##### SOURCE PASSAGE
Rubrics – Origin, Purpose, Characteristics and Bloom Based Applications

August 15, 2011

Rubrics

 Origin, Purpose, Characteristics and Bloom Based Applications

By

Lawrence P. Creedon

 

Rubrics have to do with assessment and evaluation. They are an alternative to the more traditional, subjective procedure of awarding a grade in response to teacher judgment, quotas or other competitive procedures. Rubrics are neither subjective nor competitive. In using rubrics teacher subjective judgment is kept to a minimum and quotas are not used in controlling the number or percent of grades that can be awarded in a given category. Individual competence and mastery are the determinants.

 

With rubrics teacher subjectivity is reduced. Grading systems that adhere to a predetermined formula are eliminated. With rubrics the quantity of the work performed and the mechanics of language usage and construction in reporting on what has been learned are not interwoven with the quality of the work performed. Each is evaluated separately.

 

Rubrics are criterion referenced. Competence is defined as the capacity to do what needs to be done. The definition of standards and benchmarks as applied to rubrics is not the same as that associated with standardized tests and the No Child Left Behind, United States federal education law. However, rubrics  are standard and benchmark based.  The standard is stated in terms of mastery and benchmarks indicate the level of mastery.

 

Origin of Rubrics

The use of rubrics in education is of recent origin; however, as with many so-called initiatives in education the concept is not new. Historically the term is derived from the Latin term rubrica meaning “red earth.”  During the middle ages it was common for important passages within official documents to be highlighted in red ink Red markings within liturgical documents indicated the rule or religious precept that was being promulgated.  In legal documents, text in red often indicated a heading in a code of law that led to rubric coming to mean any brief, authoritative rule.

www.music.miami.edu/assessment/rubricsDef.html

 

Characteristics of Rubrics

  1. The purpose of a rubric is to clearly and distinctly identify the terminal behavior expected from a learner as the result of a learning experience.
  2. Rubrics are criterion referenced. The criteria for performance are stated in the rubric.
  3. Rubrics focus on competence. Competence is defined as the capacity to do what needs to be done.
  4. Rubrics can be holistic, multiple or task specific. As holistic, a rubric focuses on a complete concept, topic or issue. As multiple, several subordinate rubrics to a holistic rubric are developed with each multi rubric related to the same issue, topic or concept. As task specific, a rubric is limited in scope and breadth to one specific task related to a holistic rubric or one component of a multiple rubric.
  5. Rubrics ought to be developed in conformity with a taxonomical framework such as found in Bloom’s six category cognitive domain.
  6. Rubrics ought to be developed so as to address a variety of intelligences in cognitive, affective and psychomotor domains.
  7. Rubrics ought to be developed at the outset of the learning experience, and shared before instruction begins with those for whom they are intended.
  8. Learners themselves ought to participate in the development of the rubrics consistent with their personal level of competence and maturity.
  9. Instruments used for evaluation [tests] ought to be an outgrowth of the rubrics developed for the learning experience.
  10. The terms used in a rubric ought to be clearly defined, specifically related to a level of cognition and be constant in application from rubric to rubric.
  11. Rubrics are applicable at all levels and in all curriculum areas.
##########
##### DATA RECORDS
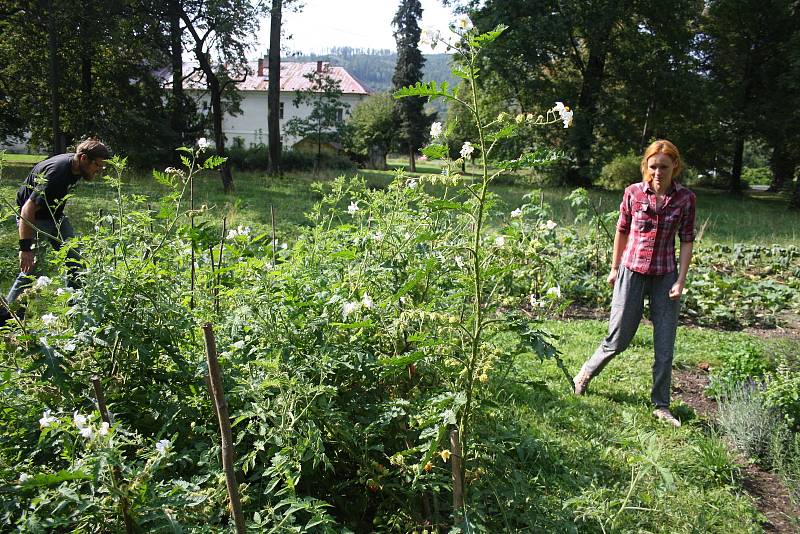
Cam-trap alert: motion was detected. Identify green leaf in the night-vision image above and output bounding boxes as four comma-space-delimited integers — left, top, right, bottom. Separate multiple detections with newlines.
468, 24, 508, 48
378, 351, 425, 367
20, 469, 92, 488
203, 155, 228, 169
422, 144, 447, 159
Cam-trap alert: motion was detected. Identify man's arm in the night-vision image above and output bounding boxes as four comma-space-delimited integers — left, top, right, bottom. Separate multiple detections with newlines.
19, 198, 36, 274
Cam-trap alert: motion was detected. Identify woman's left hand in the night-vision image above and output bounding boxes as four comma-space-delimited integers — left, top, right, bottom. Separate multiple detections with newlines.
669, 280, 684, 300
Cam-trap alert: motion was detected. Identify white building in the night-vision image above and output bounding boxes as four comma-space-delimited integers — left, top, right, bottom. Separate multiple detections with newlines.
178, 58, 369, 148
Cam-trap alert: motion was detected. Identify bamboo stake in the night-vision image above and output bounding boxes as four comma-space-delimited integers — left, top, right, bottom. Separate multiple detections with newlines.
269, 204, 278, 269
203, 323, 246, 534
92, 376, 136, 534
450, 429, 464, 525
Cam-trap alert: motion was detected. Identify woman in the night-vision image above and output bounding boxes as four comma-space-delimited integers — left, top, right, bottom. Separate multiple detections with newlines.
573, 140, 695, 427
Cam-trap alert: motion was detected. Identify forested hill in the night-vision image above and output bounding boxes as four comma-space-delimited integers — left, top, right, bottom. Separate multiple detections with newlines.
285, 47, 456, 91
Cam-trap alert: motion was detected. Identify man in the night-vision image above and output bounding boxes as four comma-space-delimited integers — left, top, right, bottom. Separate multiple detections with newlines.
0, 139, 110, 325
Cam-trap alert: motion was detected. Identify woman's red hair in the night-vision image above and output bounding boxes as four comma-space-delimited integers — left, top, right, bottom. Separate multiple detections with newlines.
641, 139, 683, 182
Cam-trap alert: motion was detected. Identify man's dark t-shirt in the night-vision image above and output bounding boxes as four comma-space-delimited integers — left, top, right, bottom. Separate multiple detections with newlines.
17, 154, 81, 220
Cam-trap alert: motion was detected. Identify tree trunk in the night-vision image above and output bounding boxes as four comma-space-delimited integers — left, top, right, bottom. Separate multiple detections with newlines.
267, 0, 283, 176
789, 176, 800, 210
167, 0, 187, 145
76, 25, 97, 136
728, 133, 744, 193
196, 50, 234, 193
47, 0, 66, 154
567, 46, 606, 187
769, 142, 797, 192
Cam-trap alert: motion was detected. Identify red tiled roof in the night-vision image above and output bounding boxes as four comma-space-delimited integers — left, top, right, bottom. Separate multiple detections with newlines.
170, 61, 369, 95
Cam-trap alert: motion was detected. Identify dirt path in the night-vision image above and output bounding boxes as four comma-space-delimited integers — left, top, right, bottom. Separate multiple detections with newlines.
672, 370, 800, 533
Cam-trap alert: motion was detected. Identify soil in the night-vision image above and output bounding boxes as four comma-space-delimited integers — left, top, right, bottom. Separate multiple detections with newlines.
672, 370, 800, 533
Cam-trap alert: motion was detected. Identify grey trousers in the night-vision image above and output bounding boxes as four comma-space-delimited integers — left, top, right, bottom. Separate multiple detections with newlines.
581, 266, 680, 408
6, 217, 81, 304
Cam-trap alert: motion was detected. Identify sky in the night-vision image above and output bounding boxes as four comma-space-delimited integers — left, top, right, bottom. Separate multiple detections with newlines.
253, 0, 455, 57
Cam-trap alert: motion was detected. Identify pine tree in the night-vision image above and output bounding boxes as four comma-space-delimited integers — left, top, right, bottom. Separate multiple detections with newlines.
392, 0, 428, 172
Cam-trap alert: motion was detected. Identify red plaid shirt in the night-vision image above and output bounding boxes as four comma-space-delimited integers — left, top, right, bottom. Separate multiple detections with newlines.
617, 182, 695, 274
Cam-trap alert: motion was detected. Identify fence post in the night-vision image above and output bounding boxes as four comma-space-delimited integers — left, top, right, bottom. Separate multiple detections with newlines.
92, 376, 135, 534
450, 429, 464, 525
203, 323, 246, 534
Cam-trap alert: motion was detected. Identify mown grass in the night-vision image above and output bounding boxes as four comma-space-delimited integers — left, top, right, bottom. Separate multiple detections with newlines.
0, 152, 47, 165
491, 320, 780, 533
0, 156, 800, 533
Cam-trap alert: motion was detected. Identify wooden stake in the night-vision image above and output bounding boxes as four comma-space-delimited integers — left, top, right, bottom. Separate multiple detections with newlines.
203, 323, 246, 534
450, 429, 464, 525
92, 376, 136, 534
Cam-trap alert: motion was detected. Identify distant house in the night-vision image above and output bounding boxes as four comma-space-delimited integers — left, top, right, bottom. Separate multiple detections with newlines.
175, 58, 369, 148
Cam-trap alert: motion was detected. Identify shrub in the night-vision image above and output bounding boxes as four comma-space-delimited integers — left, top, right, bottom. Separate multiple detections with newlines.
742, 167, 772, 185
718, 381, 786, 467
597, 154, 642, 190
707, 341, 768, 397
764, 365, 800, 430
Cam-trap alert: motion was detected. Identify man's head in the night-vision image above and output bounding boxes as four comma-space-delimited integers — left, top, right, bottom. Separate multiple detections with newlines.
75, 137, 111, 180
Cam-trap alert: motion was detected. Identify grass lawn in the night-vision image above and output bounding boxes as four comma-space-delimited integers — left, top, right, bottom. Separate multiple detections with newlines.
0, 152, 47, 165
492, 320, 800, 533
0, 156, 800, 533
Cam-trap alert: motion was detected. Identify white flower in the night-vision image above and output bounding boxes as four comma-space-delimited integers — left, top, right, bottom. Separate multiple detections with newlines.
545, 286, 561, 299
419, 28, 442, 49
156, 439, 172, 454
456, 15, 472, 30
342, 302, 361, 319
550, 102, 572, 128
39, 410, 58, 428
72, 412, 88, 428
561, 111, 572, 128
361, 293, 375, 309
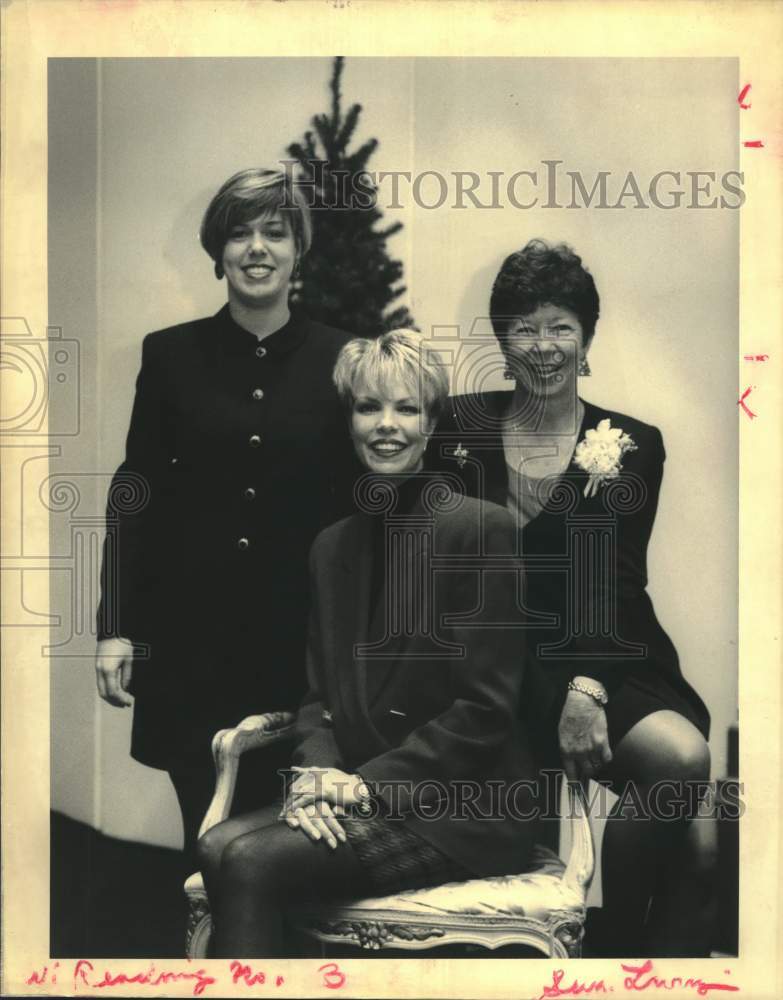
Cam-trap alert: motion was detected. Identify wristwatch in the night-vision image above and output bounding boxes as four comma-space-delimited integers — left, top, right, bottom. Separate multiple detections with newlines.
354, 774, 372, 815
568, 681, 609, 705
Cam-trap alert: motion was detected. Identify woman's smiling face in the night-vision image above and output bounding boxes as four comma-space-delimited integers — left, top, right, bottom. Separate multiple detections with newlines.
351, 379, 432, 475
503, 304, 587, 396
221, 211, 297, 309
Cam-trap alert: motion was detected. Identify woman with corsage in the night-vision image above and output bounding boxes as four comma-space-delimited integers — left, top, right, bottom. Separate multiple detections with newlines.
199, 330, 535, 957
433, 239, 713, 955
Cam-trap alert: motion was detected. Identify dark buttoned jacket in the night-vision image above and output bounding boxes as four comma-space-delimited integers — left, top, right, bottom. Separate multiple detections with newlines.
294, 480, 535, 874
98, 306, 354, 767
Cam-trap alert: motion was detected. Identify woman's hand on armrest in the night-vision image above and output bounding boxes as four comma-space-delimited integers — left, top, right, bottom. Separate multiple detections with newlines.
##########
-- TASK --
From the article on rubrics, reproduce the passage between "1. The purpose" and "a learning experience.", inclusive.

-- OUTPUT FOR THIS EXERCISE --
1. The purpose of a rubric is to clearly and distinctly identify the terminal behavior expected from a learner as the result of a learning experience.